**Task directions:** Lay out every line of the records below as one numbered list, skipping blank lines and leaving the pictures out.

**Data shown:**
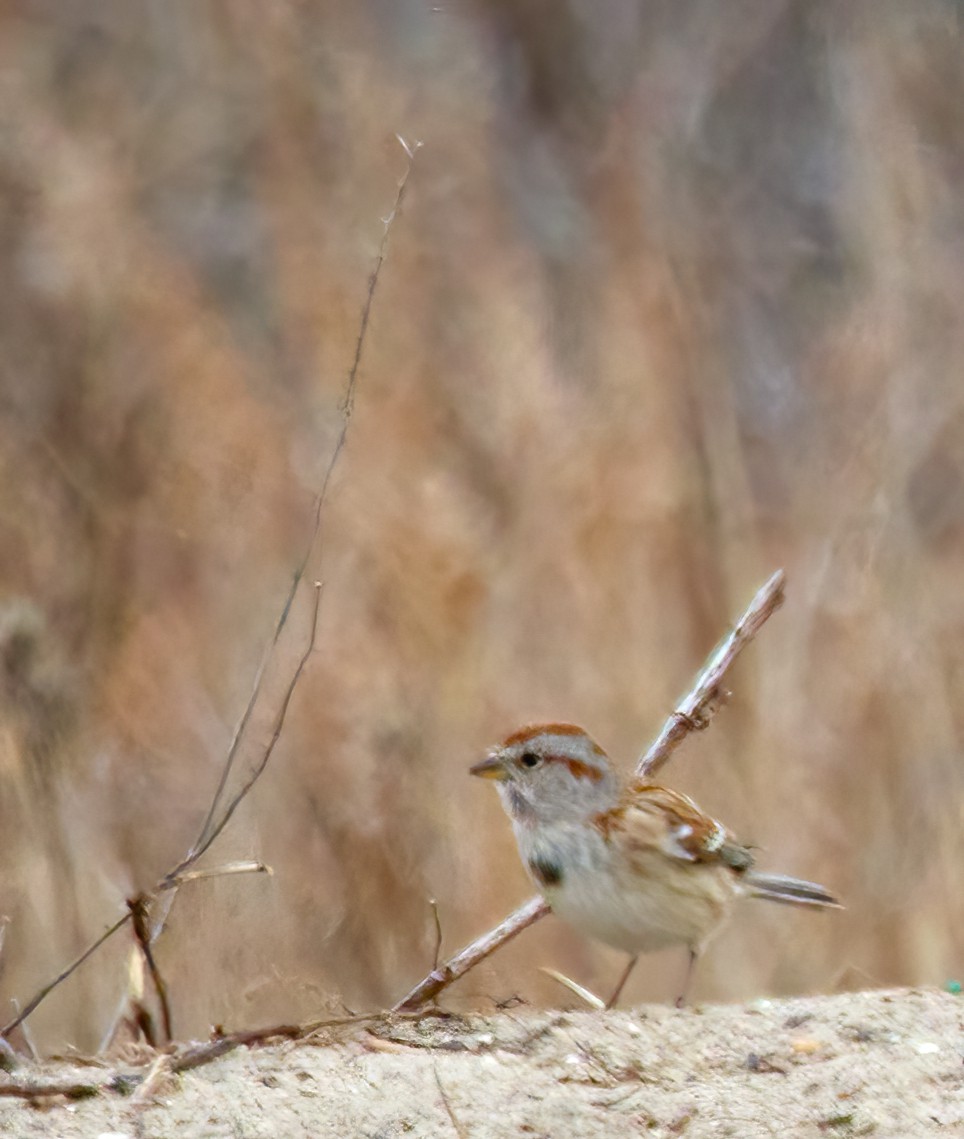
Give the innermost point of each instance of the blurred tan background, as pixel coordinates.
(675, 300)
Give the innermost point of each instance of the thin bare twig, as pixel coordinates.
(438, 949)
(204, 840)
(693, 713)
(31, 1005)
(140, 917)
(210, 829)
(170, 881)
(457, 1127)
(467, 958)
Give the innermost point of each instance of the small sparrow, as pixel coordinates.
(637, 867)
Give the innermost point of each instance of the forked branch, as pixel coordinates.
(219, 814)
(693, 713)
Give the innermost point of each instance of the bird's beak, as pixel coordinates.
(490, 768)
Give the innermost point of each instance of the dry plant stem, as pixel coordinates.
(194, 1056)
(32, 1004)
(211, 829)
(694, 712)
(457, 1127)
(140, 917)
(457, 966)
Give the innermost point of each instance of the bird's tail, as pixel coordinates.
(779, 887)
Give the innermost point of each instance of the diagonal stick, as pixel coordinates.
(693, 713)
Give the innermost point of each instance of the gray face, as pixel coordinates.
(554, 775)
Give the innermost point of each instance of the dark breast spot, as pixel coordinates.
(545, 871)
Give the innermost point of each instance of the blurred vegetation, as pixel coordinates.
(675, 300)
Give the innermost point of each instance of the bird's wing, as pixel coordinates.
(653, 818)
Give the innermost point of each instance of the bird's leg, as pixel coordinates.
(622, 981)
(691, 966)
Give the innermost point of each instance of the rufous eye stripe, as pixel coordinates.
(525, 735)
(577, 768)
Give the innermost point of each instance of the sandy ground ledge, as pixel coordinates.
(883, 1064)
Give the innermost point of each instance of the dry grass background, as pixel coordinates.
(675, 300)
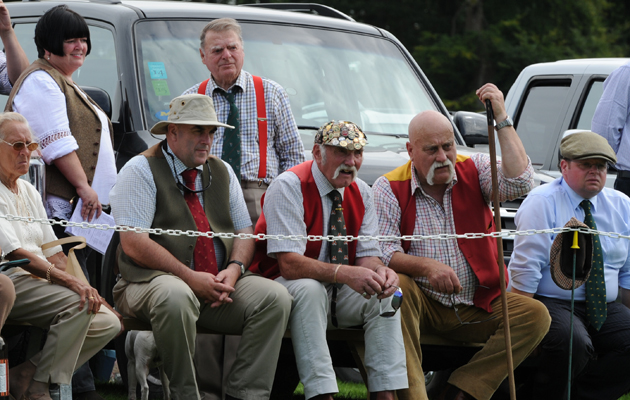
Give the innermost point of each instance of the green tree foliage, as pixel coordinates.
(461, 44)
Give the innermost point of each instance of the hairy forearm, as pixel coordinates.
(512, 153)
(411, 265)
(514, 290)
(16, 58)
(297, 266)
(71, 168)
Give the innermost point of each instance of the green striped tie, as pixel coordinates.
(596, 309)
(231, 152)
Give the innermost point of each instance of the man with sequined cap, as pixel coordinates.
(452, 287)
(601, 326)
(180, 282)
(338, 283)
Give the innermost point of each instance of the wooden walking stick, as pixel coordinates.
(497, 222)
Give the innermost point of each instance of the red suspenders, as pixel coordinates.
(261, 111)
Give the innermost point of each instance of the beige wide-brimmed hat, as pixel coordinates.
(190, 109)
(344, 134)
(561, 256)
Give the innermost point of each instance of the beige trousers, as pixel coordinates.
(218, 352)
(7, 298)
(529, 322)
(73, 336)
(259, 312)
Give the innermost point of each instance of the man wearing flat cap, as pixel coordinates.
(337, 283)
(601, 339)
(178, 282)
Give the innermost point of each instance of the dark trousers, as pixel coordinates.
(623, 185)
(600, 358)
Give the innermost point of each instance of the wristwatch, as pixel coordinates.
(240, 264)
(507, 122)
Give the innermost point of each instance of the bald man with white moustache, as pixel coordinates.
(452, 287)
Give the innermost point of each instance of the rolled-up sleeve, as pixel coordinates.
(43, 104)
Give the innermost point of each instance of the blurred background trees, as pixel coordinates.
(461, 44)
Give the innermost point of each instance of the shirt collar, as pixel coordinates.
(575, 198)
(323, 185)
(241, 83)
(179, 166)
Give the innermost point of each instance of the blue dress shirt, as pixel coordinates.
(551, 206)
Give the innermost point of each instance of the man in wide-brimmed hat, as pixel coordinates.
(601, 339)
(178, 282)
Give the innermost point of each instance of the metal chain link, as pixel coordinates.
(176, 232)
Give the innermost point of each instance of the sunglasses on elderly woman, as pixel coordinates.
(19, 146)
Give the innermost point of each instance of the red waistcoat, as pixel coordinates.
(471, 214)
(353, 211)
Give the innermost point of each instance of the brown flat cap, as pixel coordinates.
(585, 144)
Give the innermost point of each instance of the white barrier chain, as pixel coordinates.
(177, 232)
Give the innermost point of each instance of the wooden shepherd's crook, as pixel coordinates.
(497, 222)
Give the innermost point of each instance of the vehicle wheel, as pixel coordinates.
(435, 382)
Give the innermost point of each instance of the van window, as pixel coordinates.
(540, 116)
(99, 69)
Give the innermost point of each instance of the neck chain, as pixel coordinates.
(22, 208)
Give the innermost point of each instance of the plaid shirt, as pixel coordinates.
(5, 84)
(284, 146)
(433, 219)
(133, 198)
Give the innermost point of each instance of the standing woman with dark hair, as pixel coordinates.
(74, 133)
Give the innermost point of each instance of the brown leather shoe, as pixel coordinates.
(451, 392)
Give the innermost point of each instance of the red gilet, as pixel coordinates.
(471, 214)
(353, 211)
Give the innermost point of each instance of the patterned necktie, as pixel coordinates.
(231, 152)
(205, 259)
(338, 249)
(596, 309)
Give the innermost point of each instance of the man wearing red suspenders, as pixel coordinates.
(267, 141)
(452, 286)
(264, 143)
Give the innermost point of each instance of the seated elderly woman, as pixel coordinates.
(79, 323)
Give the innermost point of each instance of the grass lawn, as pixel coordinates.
(112, 391)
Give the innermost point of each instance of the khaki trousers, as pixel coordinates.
(529, 322)
(73, 336)
(259, 312)
(7, 298)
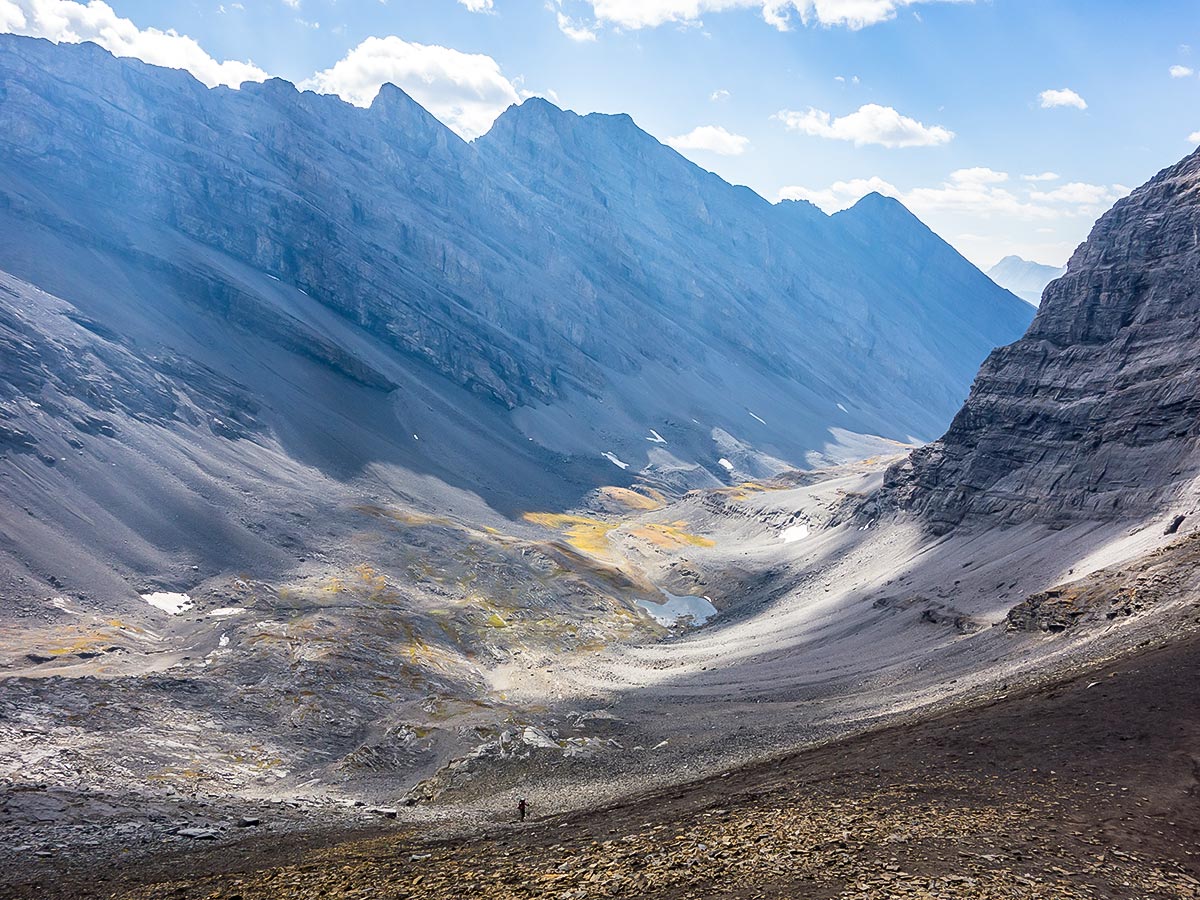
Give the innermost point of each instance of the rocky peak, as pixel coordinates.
(1095, 413)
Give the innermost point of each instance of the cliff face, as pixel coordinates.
(1095, 413)
(1025, 279)
(558, 259)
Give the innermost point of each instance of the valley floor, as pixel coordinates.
(1087, 787)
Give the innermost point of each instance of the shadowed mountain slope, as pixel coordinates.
(496, 316)
(1093, 414)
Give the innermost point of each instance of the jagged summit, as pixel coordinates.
(551, 292)
(1093, 414)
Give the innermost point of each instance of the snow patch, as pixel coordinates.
(795, 533)
(171, 604)
(615, 461)
(679, 609)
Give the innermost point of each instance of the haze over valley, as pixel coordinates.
(359, 481)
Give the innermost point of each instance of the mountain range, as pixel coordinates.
(353, 475)
(1025, 279)
(311, 294)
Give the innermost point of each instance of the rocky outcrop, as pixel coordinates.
(559, 255)
(1095, 413)
(1025, 279)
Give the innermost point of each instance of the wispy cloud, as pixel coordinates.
(465, 90)
(712, 138)
(870, 124)
(67, 22)
(979, 192)
(779, 13)
(1061, 97)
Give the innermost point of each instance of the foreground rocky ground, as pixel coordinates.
(1083, 789)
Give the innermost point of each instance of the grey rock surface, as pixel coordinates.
(1095, 413)
(1024, 277)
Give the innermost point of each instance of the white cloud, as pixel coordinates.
(840, 195)
(978, 175)
(465, 90)
(871, 124)
(1061, 97)
(973, 192)
(575, 30)
(1083, 195)
(67, 22)
(849, 13)
(712, 138)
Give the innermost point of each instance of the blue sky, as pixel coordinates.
(951, 106)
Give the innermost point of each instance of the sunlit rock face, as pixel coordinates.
(225, 311)
(1095, 413)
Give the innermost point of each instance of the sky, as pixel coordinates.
(1008, 126)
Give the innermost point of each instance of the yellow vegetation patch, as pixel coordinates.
(589, 535)
(670, 537)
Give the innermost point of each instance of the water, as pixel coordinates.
(679, 610)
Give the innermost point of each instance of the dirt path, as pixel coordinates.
(1090, 789)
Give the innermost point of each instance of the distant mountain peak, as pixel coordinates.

**Exercise output:**
1. Give the innermost point of each instance of the blurred tan background, as pixel coordinates.
2. (675, 300)
3. Give the innermost point of each instance of the thin bare twig, as pixel coordinates.
4. (438, 949)
5. (204, 840)
6. (693, 713)
7. (31, 1005)
8. (140, 917)
9. (210, 829)
10. (170, 881)
11. (457, 1127)
12. (467, 958)
13. Give the innermost point of each instance of the small sparrow, as pixel coordinates.
14. (637, 867)
15. Give the innermost point of each instance of the forked branch, as pixel coordinates.
16. (219, 814)
17. (693, 713)
18. Give the innermost point of each instance of the bird's beak, as pixel coordinates.
19. (490, 768)
20. Give the innermost point of each instance of the dry plant stem, as pixel coordinates.
21. (194, 1056)
22. (32, 1004)
23. (211, 829)
24. (694, 712)
25. (457, 1127)
26. (140, 917)
27. (457, 966)
28. Give the innermost point of each instance of the bird's tail, as pixel coordinates.
29. (779, 887)
30. Give the innermost point of each instance of the diagonal stick, as pixel coordinates.
31. (693, 713)
32. Give the innermost point of each instance of the gray face, as pixel coordinates.
33. (554, 775)
34. Give the innermost point of each instance of the dark breast spot, as pixel coordinates.
35. (545, 871)
36. Give the innermost point of each instance of the blurred vegetation, as pixel coordinates.
37. (675, 300)
38. Give the innermost point of each instance of the bird's wing, as pixel coordinates.
39. (653, 818)
40. Give the innermost point of each instance of the bird's leg, as pixel coordinates.
41. (622, 981)
42. (691, 966)
43. Give the innermost point of each instance of the rufous eye stripe, as pixel coordinates.
44. (525, 735)
45. (577, 768)
46. Give the innermost point of each instance of the sandy ground ledge, as pixel coordinates.
47. (883, 1064)
48. Give the innermost point of each instance of the dry grass background, as pixel coordinates.
49. (675, 300)
50. Give the innermost point of each instance of the green tree foliage, as pixel coordinates.
51. (461, 44)
52. Give the innermost point of each instance of the hairy forearm, as pixel coordinates.
53. (512, 153)
54. (411, 265)
55. (514, 290)
56. (16, 58)
57. (297, 266)
58. (71, 168)
59. Give the innermost point of each instance of the green striped tie, as pixel coordinates.
60. (596, 309)
61. (231, 152)
62. Give the innermost point of each instance of the man with sequined cap, as pixel coordinates.
63. (452, 287)
64. (601, 326)
65. (180, 282)
66. (338, 283)
67. Give the innermost point of each instance of the wooden walking stick, as pixel coordinates.
68. (497, 222)
69. Give the innermost point of each instance of the red suspenders, as pixel coordinates.
70. (261, 111)
71. Give the innermost point of each instance of the beige wide-brimmed hat, as pixel coordinates.
72. (190, 109)
73. (344, 134)
74. (561, 256)
75. Give the innermost point of each instance of the beige trousers, as pixel coordinates.
76. (218, 352)
77. (7, 298)
78. (529, 322)
79. (73, 336)
80. (259, 312)
81. Give the innermost point of each instance of the man wearing flat cap, as pixel coordinates.
82. (337, 283)
83. (601, 339)
84. (178, 282)
85. Give the innermost point of each instance of the dark trousers, as pixel coordinates.
86. (623, 185)
87. (600, 358)
88. Give the innermost point of each instance of the wristwatch, as pixel coordinates.
89. (240, 264)
90. (507, 122)
91. Give the innermost point of each instance of the bald man with white moustache, as pixel coordinates.
92. (452, 287)
93. Give the innermost point of each instance of the rolled-up sleeve, as pixel coordinates.
94. (43, 104)
95. Give the innermost point of each instance of the blurred background trees, as pixel coordinates.
96. (461, 44)
97. Give the innermost point of each instance of the shirt collar, as pixel coordinates.
98. (575, 198)
99. (323, 185)
100. (241, 83)
101. (179, 166)
102. Give the innermost point of each instance of the blue dress shirt, as pixel coordinates.
103. (551, 206)
104. Give the innermost point of each instance of the man in wide-brimmed hat, as pixel coordinates.
105. (601, 339)
106. (178, 282)
107. Give the innermost point of each instance of the metal chain link, as pixel coordinates.
108. (176, 232)
109. Give the innermost point of each instance of the sunglasses on elderly woman, as pixel coordinates.
110. (19, 146)
111. Give the innermost point of each instance of the red waistcoat, as pixel coordinates.
112. (471, 214)
113. (353, 211)
114. Give the innermost point of each instance of the brown flat cap, as pixel coordinates.
115. (585, 144)
116. Give the innermost point of each instance of the white barrier chain, as pixel coordinates.
117. (177, 232)
118. Give the innermost point of each instance of the wooden shepherd's crook, as pixel coordinates.
119. (497, 222)
120. Give the innermost point of each instance of the vehicle wheel, as pixel coordinates.
121. (435, 382)
122. Give the innermost point of each instance of the van window, as pixel coordinates.
123. (540, 116)
124. (99, 69)
125. Give the innermost point of each instance of the neck chain, as pixel coordinates.
126. (22, 208)
127. Give the innermost point of each instance of the plaid shirt, as pixel coordinates.
128. (5, 84)
129. (284, 146)
130. (433, 219)
131. (133, 198)
132. Give the innermost point of each instance of the standing woman with dark hair, as pixel coordinates.
133. (74, 133)
134. Give the innermost point of each instance of the brown leather shoe, as pixel coordinates.
135. (451, 392)
136. Give the innermost point of each instance of the red gilet, as pixel coordinates.
137. (471, 214)
138. (353, 211)
139. Give the innermost point of each instance of the patterned necktie, as pixel coordinates.
140. (231, 152)
141. (205, 259)
142. (338, 249)
143. (596, 309)
144. Give the innermost point of each instance of the man wearing red suspenders, as pixel coordinates.
145. (267, 141)
146. (452, 286)
147. (264, 143)
148. Give the innermost point of each instance of the seated elderly woman, as pixel coordinates.
149. (79, 323)
150. Give the innermost point of each instance of the grass lawn, as pixel coordinates.
151. (112, 391)
152. Give the innermost point of each instance of the khaki trousers, as pixel coordinates.
153. (529, 322)
154. (73, 336)
155. (259, 312)
156. (7, 298)
157. Give the innermost point of each instance of the rocky peak, as pixel coordinates.
158. (1095, 413)
159. Give the innermost point of each instance of the cliff face, as pixel coordinates.
160. (1095, 413)
161. (1025, 279)
162. (558, 259)
163. Give the innermost point of each instance of the valley floor, as pixel coordinates.
164. (1087, 787)
165. Give the innermost point of each instance of the shadowed mountain slope, as pixel coordinates.
166. (496, 316)
167. (1093, 414)
168. Give the innermost point of each instance of the jagged summit, as pixel coordinates.
169. (551, 292)
170. (1093, 414)
171. Give the innermost point of each instance of the snow patch, as pixel coordinates.
172. (795, 533)
173. (171, 604)
174. (615, 461)
175. (679, 609)
176. Give the innermost point of each instance of the haze over valley, as pixel coordinates.
177. (359, 481)
178. Give the innermost point of each instance of the mountain range, as pixel coordinates.
179. (353, 475)
180. (1025, 279)
181. (311, 294)
182. Give the innermost point of each instance of the rocky outcrop, as pixel coordinates.
183. (559, 255)
184. (1095, 413)
185. (1025, 279)
186. Give the innermost point of each instance of the wispy cloud, as pixel coordinates.
187. (465, 90)
188. (712, 138)
189. (870, 124)
190. (67, 22)
191. (979, 192)
192. (779, 13)
193. (1061, 97)
194. Give the innermost point of each instance of the foreground rocky ground, as pixel coordinates.
195. (1083, 789)
196. Give the innermost point of each instance of the grey rock surface, as pixel coordinates.
197. (1095, 413)
198. (1024, 277)
199. Give the innermost point of each instance of the white cloud, as pixel coordinates.
200. (840, 195)
201. (978, 175)
202. (465, 90)
203. (871, 124)
204. (1061, 97)
205. (973, 192)
206. (575, 30)
207. (1083, 195)
208. (67, 22)
209. (849, 13)
210. (712, 138)
211. Give the innermost point of each instance of the blue sky, as pixel coordinates.
212. (951, 106)
213. Give the innermost point of each instance of the sunlit rock face, as pixel coordinates.
214. (225, 311)
215. (1095, 413)
216. Give the innermost point of each instance of the sky, as pixel coordinates.
217. (1008, 126)
218. Give the innermost point of each instance of the yellow vegetation patch, as pixel coordinates.
219. (589, 535)
220. (670, 537)
221. Give the innermost point of each instance of the water, as pixel coordinates.
222. (679, 610)
223. Give the innermost point of each instance of the dirt path, as pixel coordinates.
224. (1090, 789)
225. Give the innermost point of each instance of the distant mountain peak, as pixel coordinates.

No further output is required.